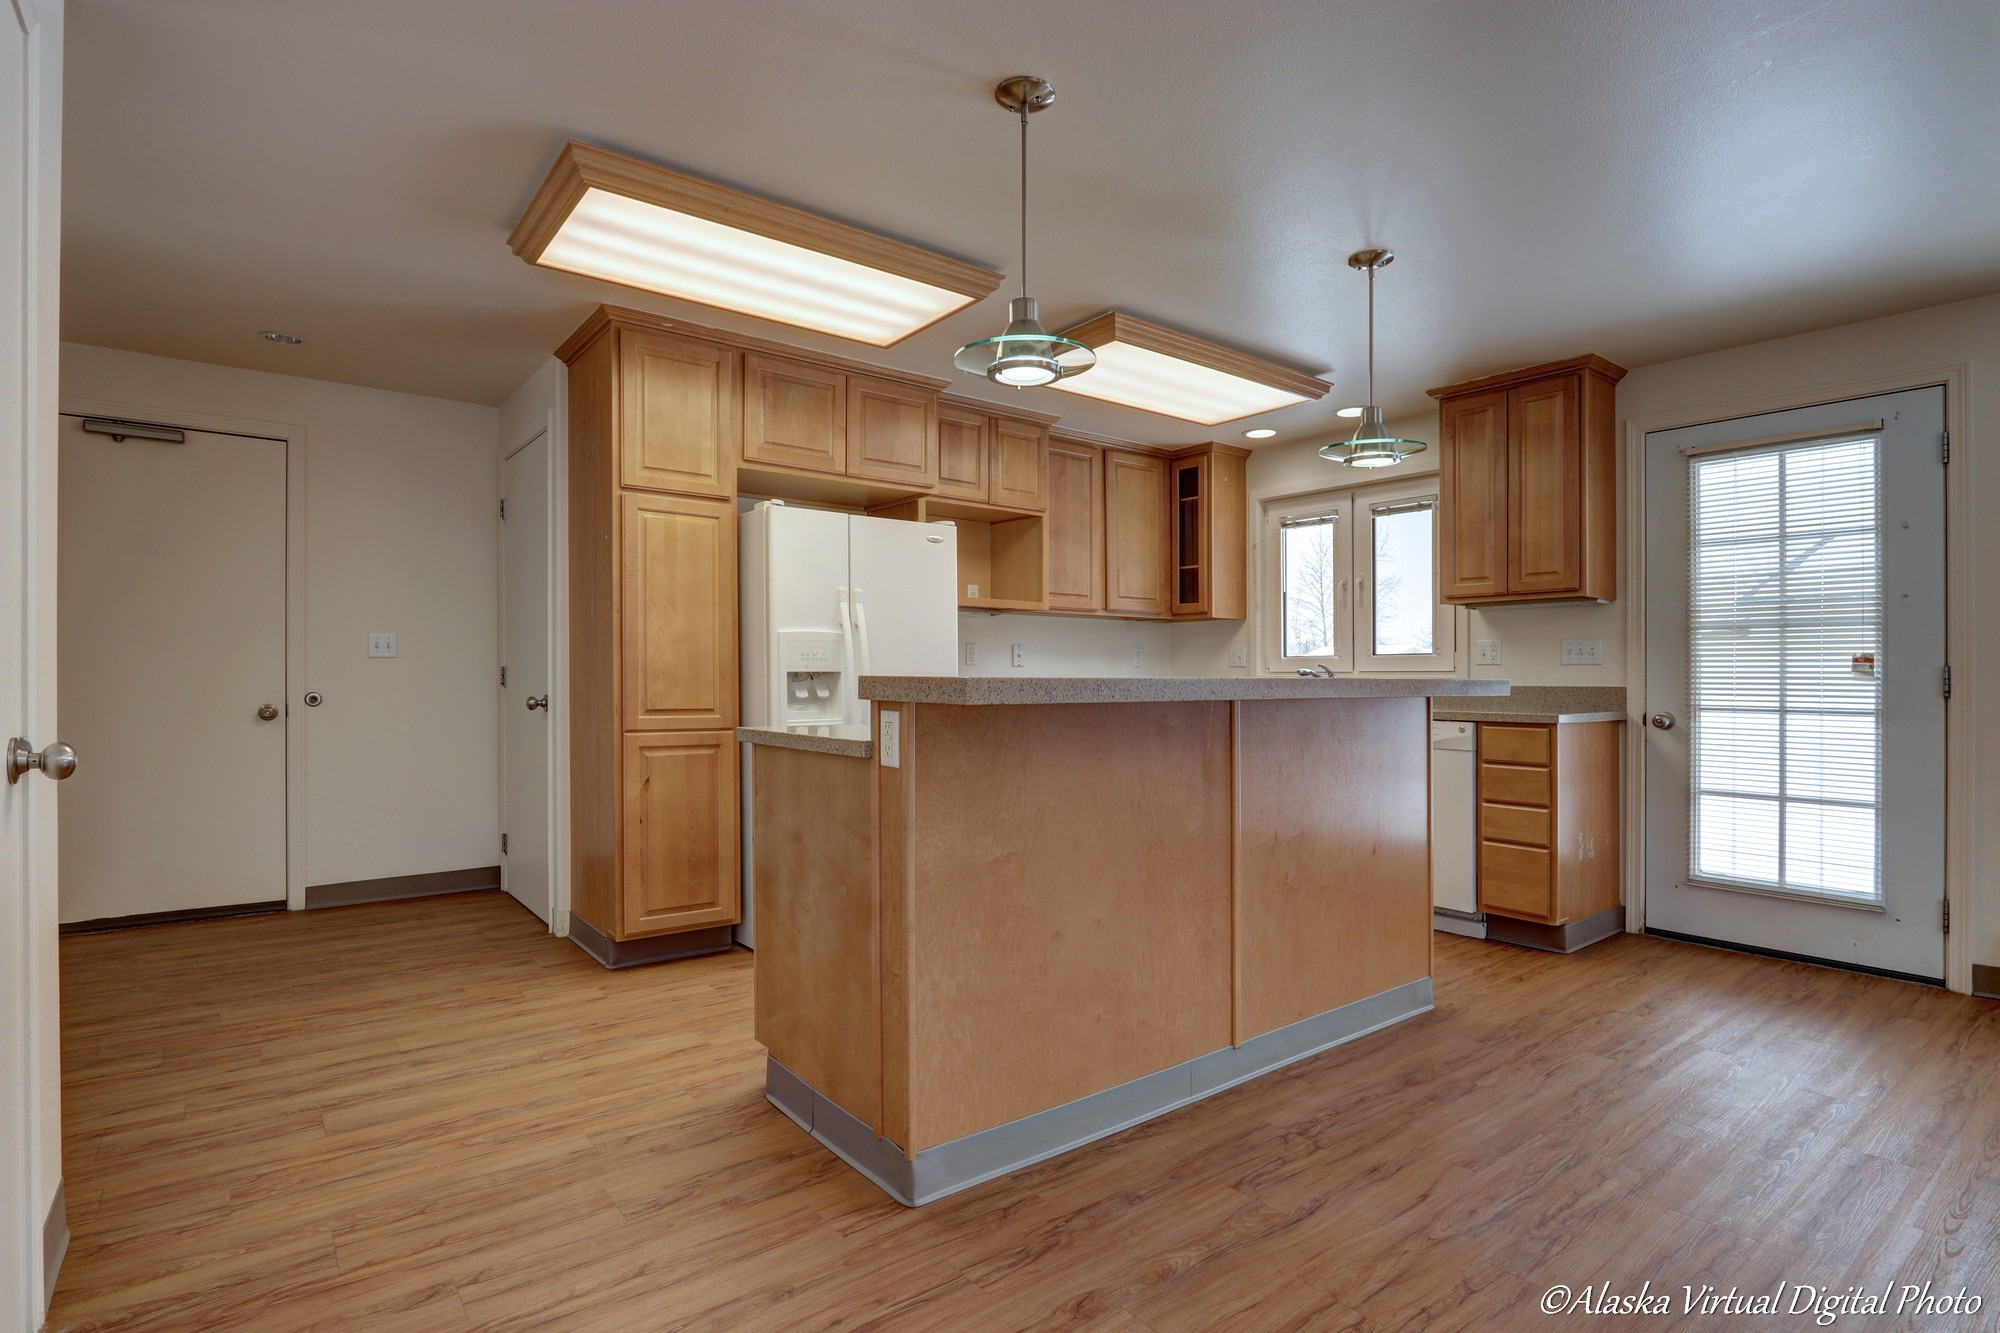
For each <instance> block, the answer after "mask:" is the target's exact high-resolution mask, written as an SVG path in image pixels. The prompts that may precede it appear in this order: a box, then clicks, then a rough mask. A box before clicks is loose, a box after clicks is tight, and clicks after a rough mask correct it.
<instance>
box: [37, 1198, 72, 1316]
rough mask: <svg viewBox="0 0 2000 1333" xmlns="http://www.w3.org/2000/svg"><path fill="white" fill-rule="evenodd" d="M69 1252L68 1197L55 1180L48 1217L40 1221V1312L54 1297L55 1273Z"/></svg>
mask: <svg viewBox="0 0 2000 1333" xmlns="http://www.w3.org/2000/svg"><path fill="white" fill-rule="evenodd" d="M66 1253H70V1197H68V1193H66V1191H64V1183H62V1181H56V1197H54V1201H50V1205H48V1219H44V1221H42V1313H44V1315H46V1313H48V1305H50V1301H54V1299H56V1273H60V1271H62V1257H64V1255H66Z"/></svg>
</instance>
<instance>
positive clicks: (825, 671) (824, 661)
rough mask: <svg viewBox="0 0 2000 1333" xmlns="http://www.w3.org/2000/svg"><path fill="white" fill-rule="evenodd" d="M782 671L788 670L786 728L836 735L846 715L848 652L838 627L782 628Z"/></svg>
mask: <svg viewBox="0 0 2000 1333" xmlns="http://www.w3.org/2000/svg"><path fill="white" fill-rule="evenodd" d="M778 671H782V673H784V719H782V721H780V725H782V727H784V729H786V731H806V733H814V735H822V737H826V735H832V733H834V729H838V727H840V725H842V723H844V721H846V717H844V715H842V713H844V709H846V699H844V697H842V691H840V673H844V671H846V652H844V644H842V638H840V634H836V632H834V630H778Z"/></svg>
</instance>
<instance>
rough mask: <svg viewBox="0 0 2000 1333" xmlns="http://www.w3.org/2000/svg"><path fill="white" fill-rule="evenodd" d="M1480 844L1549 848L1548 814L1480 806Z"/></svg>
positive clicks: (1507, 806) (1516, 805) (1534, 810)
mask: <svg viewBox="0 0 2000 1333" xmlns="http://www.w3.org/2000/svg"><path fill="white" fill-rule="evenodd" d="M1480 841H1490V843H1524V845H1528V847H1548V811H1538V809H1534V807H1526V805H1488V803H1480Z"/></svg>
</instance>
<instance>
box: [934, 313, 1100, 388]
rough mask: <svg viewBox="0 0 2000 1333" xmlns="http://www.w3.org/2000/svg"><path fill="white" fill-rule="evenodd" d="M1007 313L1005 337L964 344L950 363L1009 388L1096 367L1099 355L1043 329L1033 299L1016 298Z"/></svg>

Requirement: Give the records back exactly. Leave the pictures out.

Reply to the exercise:
For each <instance> block, the answer after "mask:" is the target's exact high-resolution mask, written as an SVG path in image pixels. The prompts that may precede it appear in this order: a box, then clicks, then a rough mask. A box before clicks is loose, a box after clicks is tight, and clicks after a rough mask correct it.
<instance>
box: [37, 1198, 72, 1316]
rough mask: <svg viewBox="0 0 2000 1333" xmlns="http://www.w3.org/2000/svg"><path fill="white" fill-rule="evenodd" d="M69 1252L68 1197L55 1180L48 1217L40 1221V1312L54 1297L55 1273Z"/></svg>
mask: <svg viewBox="0 0 2000 1333" xmlns="http://www.w3.org/2000/svg"><path fill="white" fill-rule="evenodd" d="M66 1253H70V1197H68V1193H66V1191H64V1183H62V1181H56V1197H54V1201H50V1205H48V1219H44V1221H42V1313H44V1315H46V1313H48V1305H50V1301H54V1299H56V1273H60V1271H62V1257H64V1255H66Z"/></svg>
</instance>
<instance>
positive clicks: (825, 671) (824, 661)
rough mask: <svg viewBox="0 0 2000 1333" xmlns="http://www.w3.org/2000/svg"><path fill="white" fill-rule="evenodd" d="M782 671L788 670L786 728L836 735L846 715L848 652L838 627L782 628Z"/></svg>
mask: <svg viewBox="0 0 2000 1333" xmlns="http://www.w3.org/2000/svg"><path fill="white" fill-rule="evenodd" d="M778 671H782V673H784V719H782V721H780V725H782V727H784V729H786V731H806V733H814V735H822V737H826V735H832V733H834V729H838V727H840V725H842V723H844V721H846V717H844V715H842V713H844V709H846V699H844V697H842V691H840V673H844V671H846V652H844V644H842V638H840V634H836V632H834V630H778Z"/></svg>
</instance>
<instance>
rough mask: <svg viewBox="0 0 2000 1333" xmlns="http://www.w3.org/2000/svg"><path fill="white" fill-rule="evenodd" d="M1480 844L1549 848L1548 814L1480 806Z"/></svg>
positive clicks: (1507, 806) (1516, 805) (1534, 810)
mask: <svg viewBox="0 0 2000 1333" xmlns="http://www.w3.org/2000/svg"><path fill="white" fill-rule="evenodd" d="M1480 841H1490V843H1524V845H1528V847H1548V811H1538V809H1534V807H1526V805H1488V803H1480Z"/></svg>
</instance>
<instance>
box: [934, 313, 1100, 388]
rough mask: <svg viewBox="0 0 2000 1333" xmlns="http://www.w3.org/2000/svg"><path fill="white" fill-rule="evenodd" d="M1007 313L1005 337L964 344L950 363L1009 388L1096 367L1099 355L1043 329L1033 299L1016 298Z"/></svg>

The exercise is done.